### [Text segment]
++++++

Of course, the entire purpose for swearing in on a Bible is not in endorsement of the values and beliefs espoused by Christianity, but rather is akin to swearing “on my honour” or “on the lives of my children” – a commitment on something that the swearer values. The whole idea of “swearing in” is a bit of an antiquated principle in itself, something that became amply clear with commenters mentioning that sworn-in witnesses to a criminal trial lied through their teeth, whilst a Muslim, having sworn on a Koran, told the unblemished truth. In a country where well under ten per cent of the population are regular church attendees (church attendance may be an unrealistic signifier of Christian attitudes, but good enough to go on), the reverence with which the other 90% of the population hold the Bible has to be open to question.

So swearing in a devout Muslim on a Koran has got to be at least as fit-for-purpose as swearing in an agnostic, atheist or non-practicing lapsed-catholic on a Bible. You might as well ask whether the specific bible in question is a King James or The Message. But let’s put that aside for now.

What is more revealing in the invective against Mr Husic’s choice to swear in on a Koran (and the fact that he was allowed to do so) is the strong undercurrent of disquiet, that this is part of a push by global Islam to overthrow good, God-fearing democracies the world over and replace them with sharia law and an adherence to the world caliphate. You might be forgiven for thinking that this sort of thought belongs to the rantings of extremists, but talkback radio and the sheer volume of such comments on Mr Husic’s Facebook page indicate that it’s a scarily common belief.

It is certainly true that some Muslims want to see the whole world under the reign of the Islamic caliphate and an end to secular or Christian societies everywhere. It is also certainly true that some Christians are kiddie-fiddlers. That does not mean that most, or even many, Muslims are advocates of violent jihad, and it does not mean that most, or even many, Christians abuse children. Both of these are cherry picking generalisations, and both of them show, if evidence were needed, that large groups of people can be tarnished by the actions of a very small subset of rotten apples.

Ed Husic was abused, in reality, not for swearing on a Koran, but for having the temerity to be a Muslim (and not hide it). Whatever you think about violent jihad and Islam, most commentators and experts argue that moderate Islam, as opposed to various extremist strands, does not approve of nor lead to violent behaviour, much less terrorism. (I don’t have statistics as to the various flavours of Islam and their number of proponents – although this might be very interesting information.) But say the word “Muslim” and thoughts immediately turn towards hijacked planes and suicide bombers. Every time an act of jihad is reported – even those which got no further than some inchoate ideas and rough planning – this association is reinforced. And stories of Muslim moderates serving their communities, or acting as loving, doting parents, or accepting their adopted home’s standards to the point of being selected as parliamentary secretary to the Prime Minister of Australia, are either not reported or dismissed as fraudulent or mendacious.

++++++

### [Data listing]
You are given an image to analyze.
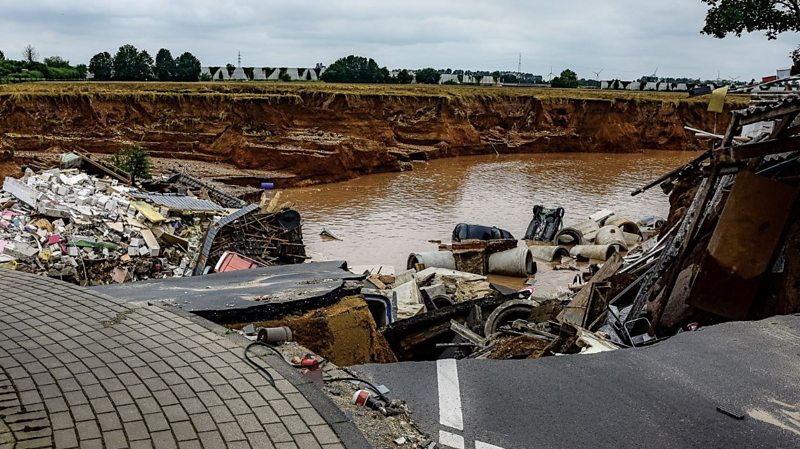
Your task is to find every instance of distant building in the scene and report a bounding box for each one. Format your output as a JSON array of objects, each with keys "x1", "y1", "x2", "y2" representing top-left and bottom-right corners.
[{"x1": 200, "y1": 64, "x2": 327, "y2": 81}]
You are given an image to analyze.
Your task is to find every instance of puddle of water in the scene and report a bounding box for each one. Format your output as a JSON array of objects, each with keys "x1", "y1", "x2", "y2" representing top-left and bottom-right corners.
[{"x1": 283, "y1": 151, "x2": 696, "y2": 269}]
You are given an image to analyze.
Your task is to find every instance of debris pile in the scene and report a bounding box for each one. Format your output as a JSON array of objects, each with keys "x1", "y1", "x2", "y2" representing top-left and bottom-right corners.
[{"x1": 0, "y1": 163, "x2": 305, "y2": 285}]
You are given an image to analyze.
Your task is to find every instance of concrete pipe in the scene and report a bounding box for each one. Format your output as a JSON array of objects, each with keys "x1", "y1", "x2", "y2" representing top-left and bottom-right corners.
[
  {"x1": 256, "y1": 326, "x2": 292, "y2": 344},
  {"x1": 554, "y1": 220, "x2": 600, "y2": 245},
  {"x1": 489, "y1": 246, "x2": 536, "y2": 277},
  {"x1": 528, "y1": 245, "x2": 569, "y2": 262},
  {"x1": 594, "y1": 226, "x2": 628, "y2": 251},
  {"x1": 622, "y1": 232, "x2": 642, "y2": 248},
  {"x1": 407, "y1": 251, "x2": 456, "y2": 270},
  {"x1": 569, "y1": 245, "x2": 619, "y2": 260},
  {"x1": 483, "y1": 299, "x2": 537, "y2": 337},
  {"x1": 605, "y1": 215, "x2": 642, "y2": 235}
]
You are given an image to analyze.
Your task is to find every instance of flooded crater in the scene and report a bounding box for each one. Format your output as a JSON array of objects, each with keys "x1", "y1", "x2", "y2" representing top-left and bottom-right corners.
[{"x1": 283, "y1": 151, "x2": 696, "y2": 268}]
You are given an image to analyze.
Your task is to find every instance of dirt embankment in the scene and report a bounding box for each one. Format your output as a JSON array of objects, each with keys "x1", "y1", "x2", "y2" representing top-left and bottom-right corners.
[{"x1": 0, "y1": 88, "x2": 728, "y2": 187}]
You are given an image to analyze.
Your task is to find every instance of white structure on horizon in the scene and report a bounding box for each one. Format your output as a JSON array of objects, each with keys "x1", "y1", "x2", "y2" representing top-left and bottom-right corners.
[{"x1": 205, "y1": 66, "x2": 326, "y2": 81}]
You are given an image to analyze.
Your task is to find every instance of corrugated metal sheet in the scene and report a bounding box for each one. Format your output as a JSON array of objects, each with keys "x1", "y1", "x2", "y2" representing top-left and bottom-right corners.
[{"x1": 134, "y1": 193, "x2": 225, "y2": 212}]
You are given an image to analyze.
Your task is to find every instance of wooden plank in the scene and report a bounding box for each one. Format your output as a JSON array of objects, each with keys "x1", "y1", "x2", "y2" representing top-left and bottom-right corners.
[
  {"x1": 558, "y1": 254, "x2": 624, "y2": 326},
  {"x1": 133, "y1": 201, "x2": 166, "y2": 223},
  {"x1": 141, "y1": 229, "x2": 161, "y2": 257},
  {"x1": 728, "y1": 103, "x2": 800, "y2": 126},
  {"x1": 731, "y1": 136, "x2": 800, "y2": 162}
]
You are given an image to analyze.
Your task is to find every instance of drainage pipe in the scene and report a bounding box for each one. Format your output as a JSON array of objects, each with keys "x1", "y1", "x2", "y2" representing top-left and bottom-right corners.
[
  {"x1": 594, "y1": 226, "x2": 628, "y2": 251},
  {"x1": 569, "y1": 245, "x2": 619, "y2": 260},
  {"x1": 605, "y1": 215, "x2": 642, "y2": 235},
  {"x1": 528, "y1": 245, "x2": 569, "y2": 262},
  {"x1": 554, "y1": 220, "x2": 600, "y2": 245},
  {"x1": 488, "y1": 246, "x2": 536, "y2": 277},
  {"x1": 406, "y1": 251, "x2": 456, "y2": 270}
]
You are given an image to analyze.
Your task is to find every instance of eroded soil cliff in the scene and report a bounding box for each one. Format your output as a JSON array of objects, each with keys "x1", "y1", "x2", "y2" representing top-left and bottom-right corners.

++++++

### [What this exercise asks]
a. In the essay on swearing in on a Koran, write out everything from "So swearing in" down to "aside for now.", substituting "Quran" for "Koran".
b. Render everything in the rows from their first line down to the line containing "Your task is to find every instance of distant" as a JSON list of strings, one string per line, and leave the picture out.
The rows are unrelated to the essay on swearing in on a Koran.

### [Answers for the tasks]
a.
So swearing in a devout Muslim on a Quran has got to be at least as fit-for-purpose as swearing in an agnostic, atheist or non-practicing lapsed-catholic on a Bible. You might as well ask whether the specific bible in question is a King James or The Message. But let’s put that aside for now.

b.
[
  "You are given an image to analyze.",
  "Your task is to find every instance of distant building in the scene and report a bounding box for each one. Format your output as a JSON array of objects, each with keys \"x1\", \"y1\", \"x2\", \"y2\" representing top-left and bottom-right corners."
]